» GOAL OF THE EXERCISE
Print each line of the material below without changing anything.

» ROWS

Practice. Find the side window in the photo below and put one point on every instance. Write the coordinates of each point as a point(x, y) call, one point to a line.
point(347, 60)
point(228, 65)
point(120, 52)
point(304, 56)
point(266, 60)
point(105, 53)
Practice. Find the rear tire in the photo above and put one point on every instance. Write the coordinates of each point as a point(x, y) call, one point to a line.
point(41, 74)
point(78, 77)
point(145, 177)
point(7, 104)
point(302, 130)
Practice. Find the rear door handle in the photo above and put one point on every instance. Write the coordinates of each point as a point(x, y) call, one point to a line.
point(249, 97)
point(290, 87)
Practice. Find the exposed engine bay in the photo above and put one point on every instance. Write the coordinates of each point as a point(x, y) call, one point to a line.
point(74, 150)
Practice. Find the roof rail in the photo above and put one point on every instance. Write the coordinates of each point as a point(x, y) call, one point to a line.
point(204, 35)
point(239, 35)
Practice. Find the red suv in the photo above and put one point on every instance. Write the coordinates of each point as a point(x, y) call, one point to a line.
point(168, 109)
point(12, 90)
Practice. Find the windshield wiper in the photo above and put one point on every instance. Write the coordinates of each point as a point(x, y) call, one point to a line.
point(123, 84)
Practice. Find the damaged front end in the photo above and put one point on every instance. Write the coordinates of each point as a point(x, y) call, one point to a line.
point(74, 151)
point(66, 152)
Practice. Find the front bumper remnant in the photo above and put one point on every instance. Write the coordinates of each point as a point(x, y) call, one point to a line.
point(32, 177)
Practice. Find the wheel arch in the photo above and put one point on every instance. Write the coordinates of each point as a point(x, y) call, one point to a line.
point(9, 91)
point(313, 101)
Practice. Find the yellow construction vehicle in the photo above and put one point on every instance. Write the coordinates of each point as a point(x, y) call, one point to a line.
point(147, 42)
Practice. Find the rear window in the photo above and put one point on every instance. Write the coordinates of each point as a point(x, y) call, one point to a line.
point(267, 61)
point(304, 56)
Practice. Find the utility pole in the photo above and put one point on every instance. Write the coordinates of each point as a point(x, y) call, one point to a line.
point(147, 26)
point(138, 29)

» TASK RESPONSE
Practice. Find the side window in the photo below and put one point on every instance. Write the coordinates of each point as a point(x, y) call, one point to a line.
point(347, 60)
point(228, 65)
point(120, 52)
point(304, 56)
point(266, 60)
point(105, 53)
Practice. Find the rear tire in the photo above and put one point on every instance. Write the coordinates of each point as a point(x, y) call, one point to a line.
point(41, 74)
point(78, 77)
point(145, 177)
point(7, 104)
point(302, 130)
Practice. Find the rear door handle in the photo above and put one point on every instance. Write the coordinates of each point as a point(x, y) call, one point to a line.
point(249, 97)
point(290, 87)
Practice. Find the exposed engine bay in the photo above and put one point on every instance. Write the coordinates of each point as a point(x, y) call, one point to a line.
point(74, 150)
Practice. Find the roof rail in the photo above and put one point on every instance. Write the coordinates of each point as a point(x, y) call, one point to a line.
point(204, 35)
point(239, 35)
Practice. Find the red suv in the photo above and put one point on every instance. Write the coordinates of each point as a point(x, y) call, one point to a line.
point(168, 109)
point(12, 90)
Practice. Find the windshield wiper in the photo above and put one point on every instance. Write the coordinates of each point as a point(x, y) call, one point to a line.
point(123, 84)
Practice. Find the damaged front end in the photo above and put one point on every instance. Write the coordinates of each point as a point(x, y) call, one point to a line.
point(74, 151)
point(66, 152)
Practice. Find the front bumper remnant in the photo above and put one point on every instance. Write the coordinates of each point as a point(x, y) call, one point to a line.
point(32, 177)
Practice. Find the wheel arch in the photo above and put one point on every instance. Write the coordinates of each point as a point(x, y) call, one point to a line.
point(9, 91)
point(313, 101)
Practice. Find the yellow construction vehicle in the photo above and put one point on every instance. Write the coordinates of each point as a point(x, y) call, one point to a line.
point(147, 42)
Practice. Find the rear window in the photo above and put one point on every instance. Write the coordinates of each point as a point(x, y) call, one point to a line.
point(267, 61)
point(304, 56)
Practice. Find the utility pole in the photo above and put one point on every instance. Write the coordinates of each point as a point(x, y) call, one point to a line.
point(147, 26)
point(138, 29)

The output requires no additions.